> _The exercise_:
Rewrite the Qliro Q2 2024 presentation from the words "We have also invested" through "the enterprise segment.", using "availability" wherever "uptime" appears.

Welcome to Qliro Q2 2024 report presentation. For the first part of the presentation, participants will be in listen-only mode. During the questions and answers session, participants are able to ask questions by dialing pound key five on their telephone keypad. Now, I will hand the conference over to CEO Christoffer Rutgersson and CFO Robert Stambro. Please go ahead.

Christoffer Rutgersson
CEO, Qliro

Thank you. Welcome to today's Q2 presentation for Qliro. With me today, I have our CFO, Robert Stambro, and I'm Christoffer Rutgersson, CEO of the company. The agenda for today, I will walk through business and strategy update. I will hand over to Robert for our financial update. We'll talk shortly about the outlook and then open up for questions. So we're starting off with our business and strategy update. So first of all, we are doubling down on our payments transformation to deliver a world-leading experience for merchants and their customer journey. This is our mission, and to do this really well, we will focus more on our divesting the assets in our digital banking services segment. And third, we are building an accelerated growth momentum in payments. We are launching a composable payment product strategy that we'll talk a bit about.

And last but not least, we are launching our sales office in Norway in Q3 this year in order to increase our addressable market. So I will walk through all of these five areas, starting with the first one. So to deliver a world-leading experience for merchants and their customer journey, this is our mission. And to do this, we have done a strong transformation of our payment business, which been a key driver to our profitability that we've seen increasing over the last two years. So in 2023, we increased operating profit in the payment segment by more than SEK 90 million and increasing even further in Q1, Q2 this year, reaching break even in payments for the first time in Qliro's history. And the main drivers behind this have been the new leadership team with a lot of payments experience.

It's been our focus on the payments business, with where we launched our profitability program in 2022. That also went into kind of 2023, and we now have the full effect of that program. We also went back to our core of focusing on the payment business with the increasing sales, both in the enterprise and SME segment. And we launched what we call Unified Payments, processing of all the payment methods also within Pay Now, through our engine to handle also kind of the financial flows of the Pay Now payment methods. We have also worked hard on operational excellence across all teams, functions, and platforms, and we accelerated our commercial focus, and we have now roughly four times the kind of size of sales teams as we had in 2022.

We have also invested significantly in technology and automation, kind of across our processes. Part of this has been the launch of our Unified Payments offering, where we're now processing more than 30% of our Pay Now volumes in the kind of Unified Payments engine. We'll not walk through the full offering, you've seen this before, but it's a good trend that we continue to onboard more and more of our existing merchants on the Unified Payments offering. Secondly, we have significantly increased our payment platform performance, so the investments we've done in kind of increasing the scalability and stability of our platform, and kind of we've seen good results with close to 100% uptime, more than 99.99% in the last four or five quarters, which is really strong and very important for our growth in the enterprise segment.

> _Stored data_:
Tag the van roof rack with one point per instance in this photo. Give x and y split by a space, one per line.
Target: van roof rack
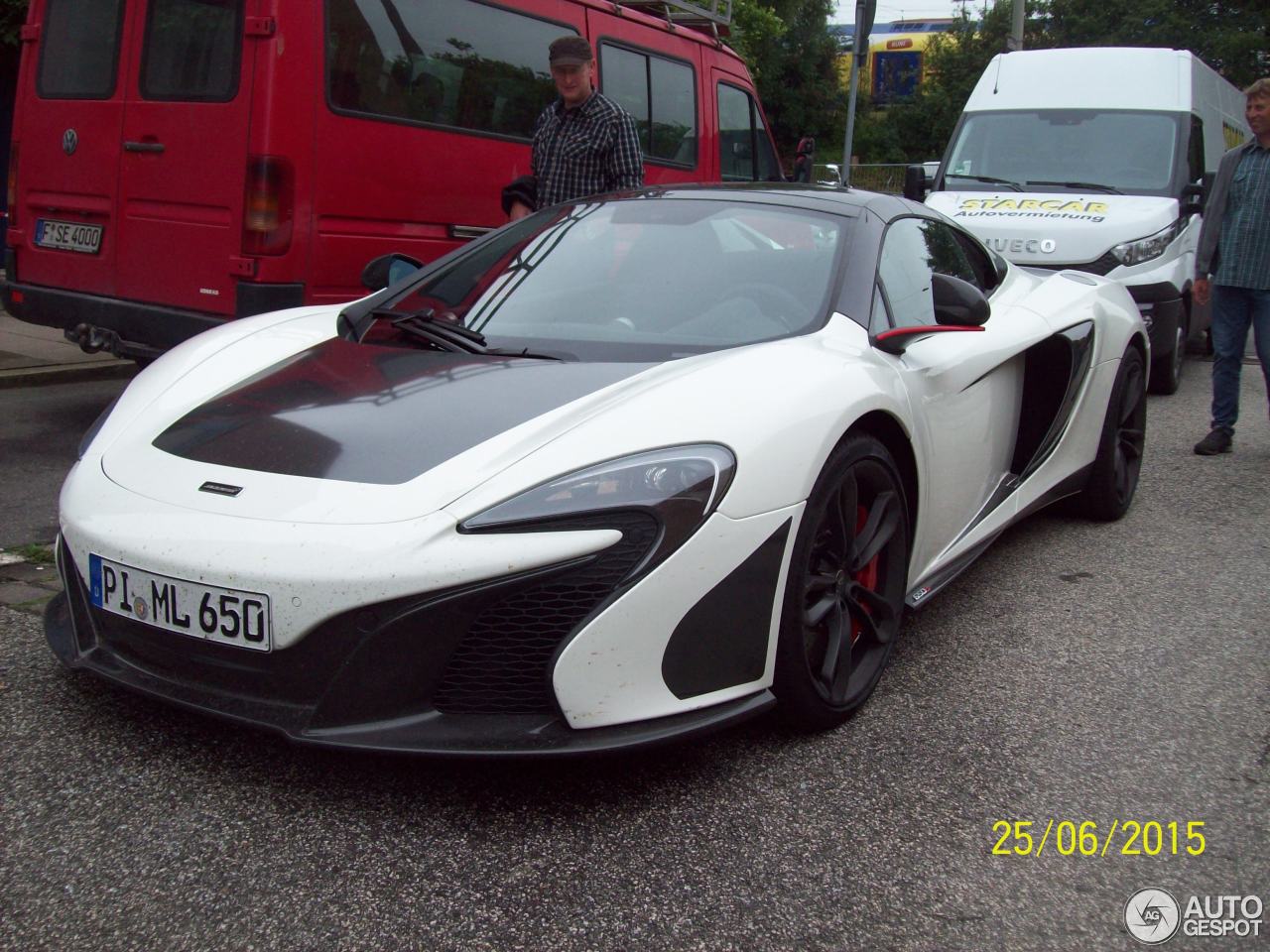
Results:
706 16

> _Completed task_:
We have also invested significantly in technology and automation, kind of across our processes. Part of this has been the launch of our Unified Payments offering, where we're now processing more than 30% of our Pay Now volumes in the kind of Unified Payments engine. We'll not walk through the full offering, you've seen this before, but it's a good trend that we continue to onboard more and more of our existing merchants on the Unified Payments offering. Secondly, we have significantly increased our payment platform performance, so the investments we've done in kind of increasing the scalability and stability of our platform, and kind of we've seen good results with close to 100% availability, more than 99.99% in the last four or five quarters, which is really strong and very important for our growth in the enterprise segment.